## WHAT IS EXPECTED
Render the rows below as a JSON list of strings, one string per line, skipping any blank lines.

[Dataset entries]
START
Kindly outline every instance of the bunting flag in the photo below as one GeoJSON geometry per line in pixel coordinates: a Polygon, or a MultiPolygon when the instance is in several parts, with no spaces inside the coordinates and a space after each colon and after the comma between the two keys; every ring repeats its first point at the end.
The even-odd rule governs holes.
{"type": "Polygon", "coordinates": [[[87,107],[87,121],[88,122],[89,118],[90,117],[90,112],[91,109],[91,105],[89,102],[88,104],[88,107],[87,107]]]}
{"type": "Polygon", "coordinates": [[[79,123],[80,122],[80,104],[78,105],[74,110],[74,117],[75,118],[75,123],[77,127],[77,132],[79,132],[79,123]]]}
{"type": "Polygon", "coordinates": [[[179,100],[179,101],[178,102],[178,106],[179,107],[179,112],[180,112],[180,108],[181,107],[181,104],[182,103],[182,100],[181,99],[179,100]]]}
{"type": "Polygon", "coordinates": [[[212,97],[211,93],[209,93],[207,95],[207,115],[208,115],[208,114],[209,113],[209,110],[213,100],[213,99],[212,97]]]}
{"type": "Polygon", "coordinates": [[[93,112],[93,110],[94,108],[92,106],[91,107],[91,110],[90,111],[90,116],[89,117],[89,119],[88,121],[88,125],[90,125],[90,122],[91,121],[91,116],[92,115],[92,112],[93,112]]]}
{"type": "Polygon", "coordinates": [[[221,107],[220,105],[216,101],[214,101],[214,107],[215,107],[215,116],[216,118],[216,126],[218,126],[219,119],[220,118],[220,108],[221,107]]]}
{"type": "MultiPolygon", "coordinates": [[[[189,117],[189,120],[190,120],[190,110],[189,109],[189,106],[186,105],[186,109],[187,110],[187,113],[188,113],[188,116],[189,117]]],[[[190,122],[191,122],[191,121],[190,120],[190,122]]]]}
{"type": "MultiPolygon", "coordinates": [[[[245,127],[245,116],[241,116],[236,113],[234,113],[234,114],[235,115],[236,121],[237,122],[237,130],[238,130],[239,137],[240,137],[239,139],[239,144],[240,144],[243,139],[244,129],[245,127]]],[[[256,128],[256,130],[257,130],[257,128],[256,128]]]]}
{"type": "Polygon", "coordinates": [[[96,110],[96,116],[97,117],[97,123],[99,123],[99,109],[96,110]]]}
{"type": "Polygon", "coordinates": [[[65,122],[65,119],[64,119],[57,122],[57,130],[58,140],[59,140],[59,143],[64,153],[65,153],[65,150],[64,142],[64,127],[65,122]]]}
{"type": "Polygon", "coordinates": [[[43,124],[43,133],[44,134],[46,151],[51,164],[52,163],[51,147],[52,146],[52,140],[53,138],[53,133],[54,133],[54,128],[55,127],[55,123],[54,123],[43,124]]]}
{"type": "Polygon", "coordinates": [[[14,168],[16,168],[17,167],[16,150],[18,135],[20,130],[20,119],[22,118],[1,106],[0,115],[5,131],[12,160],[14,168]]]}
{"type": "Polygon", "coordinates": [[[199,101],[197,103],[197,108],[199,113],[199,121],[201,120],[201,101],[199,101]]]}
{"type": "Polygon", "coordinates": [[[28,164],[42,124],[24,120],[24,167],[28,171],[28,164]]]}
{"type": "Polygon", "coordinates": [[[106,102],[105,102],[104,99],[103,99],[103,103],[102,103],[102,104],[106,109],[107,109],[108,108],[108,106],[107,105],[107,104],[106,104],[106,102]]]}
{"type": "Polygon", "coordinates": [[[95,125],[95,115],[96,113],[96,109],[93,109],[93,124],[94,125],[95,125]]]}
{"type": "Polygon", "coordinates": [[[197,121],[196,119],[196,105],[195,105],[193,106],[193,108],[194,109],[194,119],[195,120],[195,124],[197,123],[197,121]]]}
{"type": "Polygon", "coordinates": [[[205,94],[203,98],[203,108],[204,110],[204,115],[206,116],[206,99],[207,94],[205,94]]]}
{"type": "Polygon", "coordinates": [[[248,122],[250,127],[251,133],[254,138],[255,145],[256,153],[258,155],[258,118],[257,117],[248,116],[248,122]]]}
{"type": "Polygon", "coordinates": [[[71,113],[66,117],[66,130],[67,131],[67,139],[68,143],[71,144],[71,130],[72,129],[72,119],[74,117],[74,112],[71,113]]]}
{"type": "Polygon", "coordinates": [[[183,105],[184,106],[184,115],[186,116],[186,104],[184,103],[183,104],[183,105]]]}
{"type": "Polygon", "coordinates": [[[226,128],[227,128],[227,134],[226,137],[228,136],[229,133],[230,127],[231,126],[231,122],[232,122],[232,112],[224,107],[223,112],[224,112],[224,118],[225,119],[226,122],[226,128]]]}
END
## OUTPUT FOR THIS TASK
[
  "Kindly outline every instance of the bunting flag in the photo below as one GeoJSON geometry per line in pixel coordinates: a Polygon, or a MultiPolygon when the instance is in several parts, with no spaces inside the coordinates and a space after each colon and after the comma between the two keys; every ring repeats its first point at the end.",
  "The even-odd rule governs holes.",
  "{\"type\": \"Polygon\", \"coordinates\": [[[87,107],[87,121],[88,122],[89,118],[90,117],[90,112],[91,109],[91,105],[89,102],[88,104],[88,107],[87,107]]]}",
  "{\"type\": \"Polygon\", \"coordinates\": [[[79,123],[80,122],[80,104],[78,105],[74,110],[74,117],[75,118],[75,123],[77,127],[77,132],[79,132],[79,123]]]}",
  "{\"type\": \"Polygon\", \"coordinates\": [[[179,100],[179,101],[178,102],[178,106],[179,107],[179,112],[180,112],[180,108],[181,107],[181,104],[182,103],[182,100],[181,99],[179,100]]]}",
  "{\"type\": \"Polygon\", \"coordinates\": [[[212,97],[211,93],[209,93],[207,95],[207,115],[208,115],[208,114],[209,113],[209,110],[213,100],[213,99],[212,97]]]}",
  "{\"type\": \"Polygon\", \"coordinates\": [[[93,112],[93,110],[94,108],[92,106],[91,107],[91,110],[90,111],[90,116],[89,117],[89,119],[88,121],[88,125],[90,125],[90,122],[91,121],[91,116],[92,115],[92,112],[93,112]]]}",
  "{\"type\": \"Polygon\", \"coordinates\": [[[221,107],[220,105],[216,101],[214,101],[214,107],[215,107],[215,116],[216,118],[216,126],[218,126],[219,119],[220,118],[220,108],[221,107]]]}",
  "{\"type\": \"MultiPolygon\", \"coordinates\": [[[[189,117],[189,120],[190,120],[190,110],[189,109],[189,106],[186,105],[186,109],[187,110],[187,113],[188,113],[188,116],[189,117]]],[[[190,122],[191,122],[191,121],[190,120],[190,122]]]]}",
  "{\"type\": \"MultiPolygon\", \"coordinates\": [[[[245,127],[245,116],[241,116],[236,113],[234,113],[234,114],[235,115],[236,121],[237,122],[237,130],[238,130],[239,137],[240,137],[239,139],[239,144],[240,144],[243,139],[244,129],[245,127]]],[[[256,128],[256,130],[257,130],[257,128],[256,128]]]]}",
  "{\"type\": \"Polygon\", \"coordinates\": [[[96,110],[96,116],[97,117],[97,123],[99,123],[99,109],[96,110]]]}",
  "{\"type\": \"Polygon\", \"coordinates\": [[[65,122],[65,119],[64,119],[57,122],[57,130],[58,140],[59,140],[59,143],[64,153],[65,153],[65,150],[64,142],[64,127],[65,122]]]}",
  "{\"type\": \"Polygon\", \"coordinates\": [[[43,124],[43,133],[44,134],[46,151],[51,164],[52,163],[51,147],[52,146],[52,140],[53,138],[53,133],[54,133],[54,128],[55,127],[55,123],[54,123],[43,124]]]}",
  "{\"type\": \"Polygon\", \"coordinates\": [[[14,168],[16,168],[17,167],[16,150],[18,135],[20,130],[20,119],[22,118],[1,106],[0,115],[5,131],[12,160],[14,168]]]}",
  "{\"type\": \"Polygon\", \"coordinates\": [[[199,101],[197,103],[197,108],[199,113],[199,121],[201,120],[201,101],[199,101]]]}",
  "{\"type\": \"Polygon\", \"coordinates\": [[[28,164],[42,124],[24,120],[24,167],[28,171],[28,164]]]}",
  "{\"type\": \"Polygon\", \"coordinates\": [[[106,102],[105,102],[104,99],[103,99],[103,103],[102,103],[102,104],[106,109],[107,109],[108,108],[108,106],[107,105],[107,104],[106,104],[106,102]]]}",
  "{\"type\": \"Polygon\", \"coordinates\": [[[95,125],[95,115],[96,113],[96,109],[93,109],[93,124],[94,125],[95,125]]]}",
  "{\"type\": \"Polygon\", \"coordinates\": [[[197,121],[196,119],[196,105],[195,105],[193,106],[193,108],[194,109],[194,119],[195,120],[195,124],[197,123],[197,121]]]}",
  "{\"type\": \"Polygon\", \"coordinates\": [[[205,94],[203,98],[203,108],[204,110],[204,115],[206,116],[206,99],[207,94],[205,94]]]}",
  "{\"type\": \"Polygon\", \"coordinates\": [[[248,122],[250,127],[251,133],[254,138],[255,145],[256,153],[258,155],[258,118],[257,117],[248,116],[248,122]]]}",
  "{\"type\": \"Polygon\", \"coordinates\": [[[71,113],[66,117],[66,130],[67,131],[67,139],[68,143],[71,144],[71,130],[72,129],[72,119],[74,117],[74,112],[71,113]]]}",
  "{\"type\": \"Polygon\", \"coordinates\": [[[183,105],[184,106],[184,115],[186,116],[186,104],[184,103],[183,104],[183,105]]]}",
  "{\"type\": \"Polygon\", \"coordinates\": [[[226,128],[227,128],[227,134],[226,137],[228,136],[229,133],[230,127],[231,126],[231,122],[232,122],[232,112],[224,107],[223,112],[224,112],[224,118],[225,119],[226,122],[226,128]]]}"
]